(Materials provided begins)
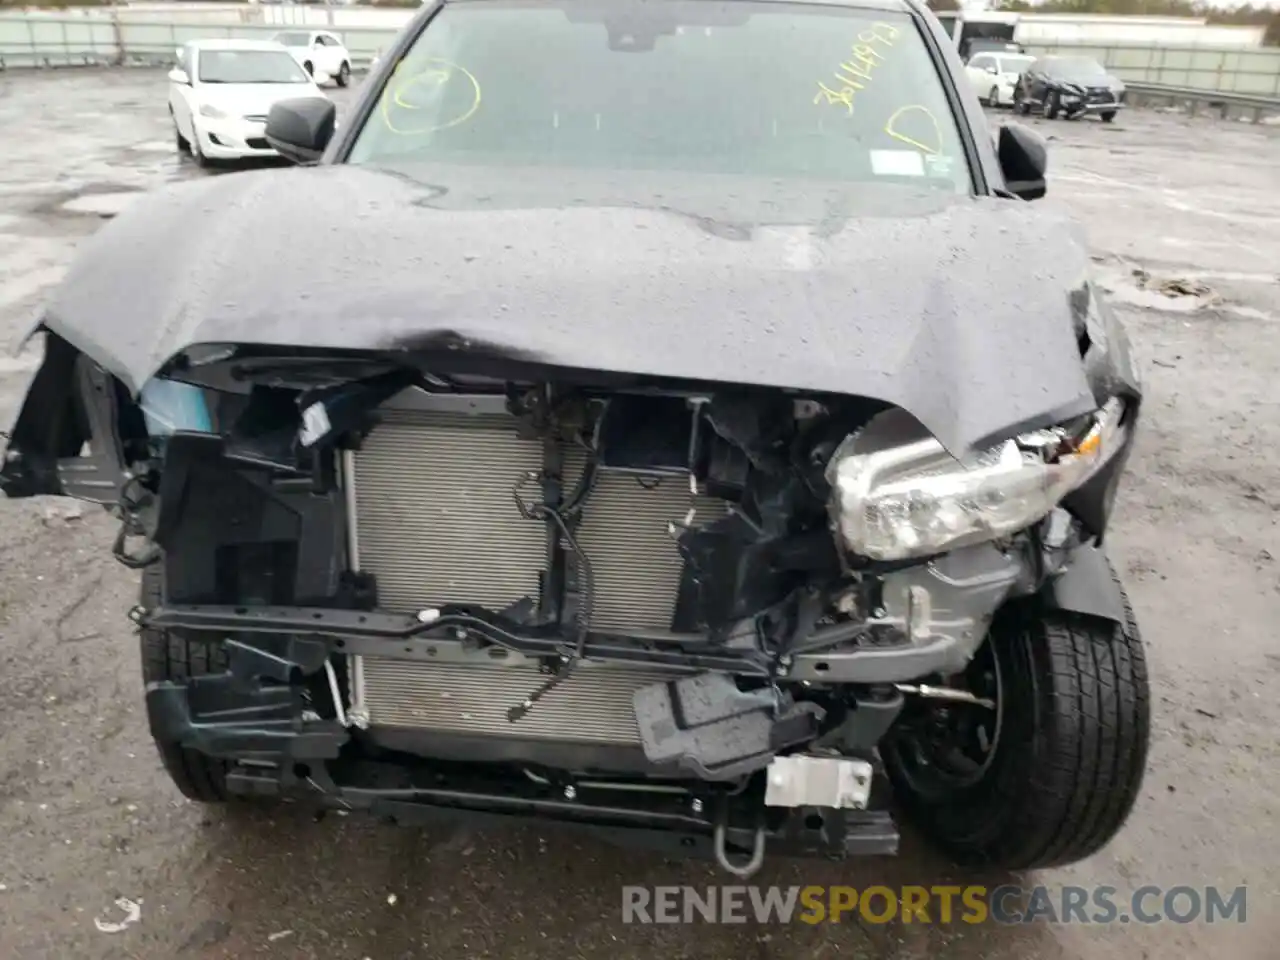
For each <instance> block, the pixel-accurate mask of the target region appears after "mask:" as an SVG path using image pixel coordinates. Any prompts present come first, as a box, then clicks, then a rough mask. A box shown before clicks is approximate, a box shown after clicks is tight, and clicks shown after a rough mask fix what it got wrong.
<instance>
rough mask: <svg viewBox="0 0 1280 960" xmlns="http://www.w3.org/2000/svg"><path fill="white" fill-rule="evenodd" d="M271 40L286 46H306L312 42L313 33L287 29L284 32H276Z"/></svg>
mask: <svg viewBox="0 0 1280 960" xmlns="http://www.w3.org/2000/svg"><path fill="white" fill-rule="evenodd" d="M271 40H274V41H275V42H276V44H283V45H284V46H306V45H307V44H310V42H311V35H310V33H298V32H291V31H285V32H284V33H276V35H275V36H274V37H271Z"/></svg>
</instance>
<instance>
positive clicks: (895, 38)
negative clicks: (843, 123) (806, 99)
mask: <svg viewBox="0 0 1280 960" xmlns="http://www.w3.org/2000/svg"><path fill="white" fill-rule="evenodd" d="M858 40H860V41H861V42H860V44H854V45H852V46H851V47H850V52H851V54H852V56H850V58H849V59H847V60H844V61H841V63H840V65H838V67H836V69H835V70H833V72H832V74H833V76H835V78H836V82H837V84H838V86H837V87H836V88H832V87H829V86H828V84H827V83H826V81H818V92H817V93H815V95H814V97H813V102H814V105H818V104H822V102H827V104H829V105H833V106H835V105H837V104H838V105H840V106H844V108H845V113H846V114H851V113H852V111H854V95H856V93H858V92H859V91H861V90H867V87H868V84H869V83H870V82H872V78H873V76H874V73H876V68H878V67H879V65H881V63H883V61H884V54H883V52H881V51H879V50H878V49H877V47H876V46H874V44H882V45H883V46H884V47H892V46H893V41H896V40H897V27H895V26H892V24H890V23H881V22H876V23H873V24H872V26H870V27H868V28H867V29H864V31H863V32H861V33H859V35H858Z"/></svg>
(Materials provided ends)
Activity: Set down all of the entries precisely and keep the pictures out of the copy.

Answer to the problem:
For each <instance> block, the pixel-accurate mask of the target region appears after "mask:" as an SVG path using image pixel coordinates. Any prompts present come first, as a box, then clicks, then a rough mask. A box shown before clicks is approximate, a box shown after clicks is tight, and clicks shown after a rough mask fix what it got wrong.
<instance>
rough mask: <svg viewBox="0 0 1280 960" xmlns="http://www.w3.org/2000/svg"><path fill="white" fill-rule="evenodd" d="M271 40L286 46H306L312 42L313 33L287 29L284 32H276Z"/></svg>
mask: <svg viewBox="0 0 1280 960" xmlns="http://www.w3.org/2000/svg"><path fill="white" fill-rule="evenodd" d="M271 40H274V41H275V42H276V44H283V45H284V46H306V45H307V44H310V42H311V35H310V33H298V32H291V31H285V32H284V33H276V35H275V36H274V37H271Z"/></svg>
</instance>
<instance>
positive clicks: (895, 38)
negative clicks: (843, 123) (806, 99)
mask: <svg viewBox="0 0 1280 960" xmlns="http://www.w3.org/2000/svg"><path fill="white" fill-rule="evenodd" d="M858 40H860V41H861V42H860V44H854V45H852V46H851V47H850V52H851V54H852V56H850V58H849V59H847V60H844V61H841V63H840V65H838V67H836V69H835V70H833V72H832V74H833V76H835V78H836V82H837V84H838V86H837V87H836V88H832V87H829V86H828V84H827V83H826V81H818V92H817V93H815V95H814V97H813V102H814V105H818V104H822V102H827V104H829V105H833V106H835V105H837V104H838V105H840V106H844V108H845V113H846V114H851V113H852V111H854V95H856V93H858V92H859V91H861V90H867V87H868V84H869V83H870V82H872V78H873V76H874V73H876V68H878V67H879V65H881V63H883V61H884V54H883V52H881V51H879V50H878V49H877V47H876V46H874V44H882V45H883V46H884V47H892V46H893V41H896V40H897V27H895V26H892V24H890V23H881V22H876V23H873V24H872V26H870V27H868V28H867V29H864V31H863V32H861V33H859V35H858Z"/></svg>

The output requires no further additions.